THE RECORDS:
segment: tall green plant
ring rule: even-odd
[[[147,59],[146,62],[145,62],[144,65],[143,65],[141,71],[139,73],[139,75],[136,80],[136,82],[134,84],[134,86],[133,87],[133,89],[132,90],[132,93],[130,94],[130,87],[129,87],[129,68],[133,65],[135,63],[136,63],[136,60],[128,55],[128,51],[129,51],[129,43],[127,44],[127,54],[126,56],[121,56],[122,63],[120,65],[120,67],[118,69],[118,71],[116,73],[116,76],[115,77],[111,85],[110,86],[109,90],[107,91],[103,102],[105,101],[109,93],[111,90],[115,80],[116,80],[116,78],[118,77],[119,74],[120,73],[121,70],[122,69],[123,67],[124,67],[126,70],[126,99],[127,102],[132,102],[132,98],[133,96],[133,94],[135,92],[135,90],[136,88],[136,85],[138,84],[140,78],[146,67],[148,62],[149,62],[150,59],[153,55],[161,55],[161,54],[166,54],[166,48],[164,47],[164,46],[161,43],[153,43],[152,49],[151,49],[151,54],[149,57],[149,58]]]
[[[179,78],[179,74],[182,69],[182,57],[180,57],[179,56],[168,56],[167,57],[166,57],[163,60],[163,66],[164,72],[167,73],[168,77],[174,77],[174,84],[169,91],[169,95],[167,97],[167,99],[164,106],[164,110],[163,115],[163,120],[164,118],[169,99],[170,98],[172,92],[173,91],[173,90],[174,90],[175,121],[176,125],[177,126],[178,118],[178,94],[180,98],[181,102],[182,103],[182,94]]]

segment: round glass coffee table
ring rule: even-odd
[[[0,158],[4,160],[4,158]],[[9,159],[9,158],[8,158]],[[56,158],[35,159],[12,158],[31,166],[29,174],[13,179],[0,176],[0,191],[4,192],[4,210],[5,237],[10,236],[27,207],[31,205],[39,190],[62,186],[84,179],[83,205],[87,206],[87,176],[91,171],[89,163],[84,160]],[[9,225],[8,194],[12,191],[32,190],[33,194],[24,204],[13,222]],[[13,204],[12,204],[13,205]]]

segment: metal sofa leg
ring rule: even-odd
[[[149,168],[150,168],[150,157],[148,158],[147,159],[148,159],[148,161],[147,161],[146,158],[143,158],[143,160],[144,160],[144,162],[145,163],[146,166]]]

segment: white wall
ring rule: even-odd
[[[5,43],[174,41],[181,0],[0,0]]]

GOAL: Rewrite the lines above as a numbered list, leaving out the blank lines.

SOLUTION TO THIS EXERCISE:
1. segment: tall green plant
2. ring rule: even-odd
3. [[[147,59],[146,62],[145,62],[144,65],[143,65],[141,71],[139,73],[139,75],[136,80],[136,82],[134,84],[134,86],[133,87],[133,89],[132,90],[132,93],[130,94],[130,87],[129,87],[129,68],[133,65],[135,63],[136,63],[136,60],[128,55],[128,51],[129,51],[129,43],[127,44],[127,54],[126,56],[121,56],[122,63],[120,65],[120,67],[118,69],[118,71],[116,73],[116,76],[115,77],[111,85],[110,86],[109,90],[107,91],[103,102],[105,101],[109,93],[111,90],[115,80],[116,80],[116,78],[118,77],[119,74],[120,73],[121,70],[122,69],[123,67],[124,67],[126,70],[126,99],[127,102],[132,102],[132,98],[133,96],[133,94],[135,92],[135,90],[136,88],[136,85],[138,84],[140,78],[146,67],[148,62],[149,62],[150,59],[153,55],[161,55],[161,54],[166,54],[166,48],[164,47],[164,46],[161,43],[153,43],[152,49],[151,49],[151,54],[149,57],[149,58]]]
4. [[[179,78],[179,74],[182,69],[182,57],[180,57],[179,56],[168,56],[167,57],[166,57],[163,60],[163,66],[164,72],[167,73],[168,77],[174,77],[174,84],[169,91],[169,95],[167,97],[167,99],[164,106],[164,110],[163,115],[163,120],[164,118],[169,99],[170,98],[172,92],[173,91],[173,90],[174,90],[175,121],[176,125],[177,126],[178,118],[178,94],[180,98],[181,102],[182,103],[182,94]]]
5. segment: round glass coffee table
6. ring rule: even-odd
7. [[[0,158],[4,160],[4,158]],[[9,159],[9,158],[8,158]],[[56,158],[35,159],[12,158],[31,166],[29,174],[13,179],[0,176],[0,191],[4,192],[4,210],[5,237],[10,236],[27,207],[31,205],[39,190],[62,186],[84,179],[83,205],[87,206],[87,176],[91,171],[89,163],[84,160]],[[9,225],[8,194],[12,191],[32,190],[33,194],[24,204],[13,222]],[[13,204],[12,204],[13,205]]]
8. segment: metal sofa leg
9. ring rule: even-odd
10. [[[149,168],[150,168],[150,157],[148,158],[147,159],[148,159],[148,161],[147,161],[146,158],[143,158],[143,160],[144,160],[144,162],[145,163],[146,166]]]
11. segment: white wall
12. ring rule: even-odd
13. [[[5,43],[174,41],[181,0],[0,0]]]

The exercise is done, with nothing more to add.